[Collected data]
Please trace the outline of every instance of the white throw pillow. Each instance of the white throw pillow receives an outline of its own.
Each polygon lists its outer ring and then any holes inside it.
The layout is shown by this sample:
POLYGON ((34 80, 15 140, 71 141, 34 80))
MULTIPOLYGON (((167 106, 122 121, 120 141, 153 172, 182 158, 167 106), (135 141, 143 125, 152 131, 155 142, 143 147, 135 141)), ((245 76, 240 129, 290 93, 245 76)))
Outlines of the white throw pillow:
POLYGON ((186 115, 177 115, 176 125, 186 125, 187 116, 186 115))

Exercise details:
All of the data above must be set down again exactly.

Solution:
Please trace the outline of every instance of the white throw pillow. Each instance of the white throw pillow receives an outline of its own.
Each polygon lists its outer ring and then any holes inside it.
The layout is shown by this sample:
POLYGON ((34 80, 15 140, 71 141, 34 80))
MULTIPOLYGON (((167 106, 122 121, 120 141, 153 172, 182 158, 167 106), (135 141, 143 125, 152 131, 155 142, 143 147, 135 141)), ((245 76, 240 129, 290 93, 245 76)))
Outlines of the white throw pillow:
POLYGON ((186 115, 177 115, 176 125, 186 125, 187 116, 186 115))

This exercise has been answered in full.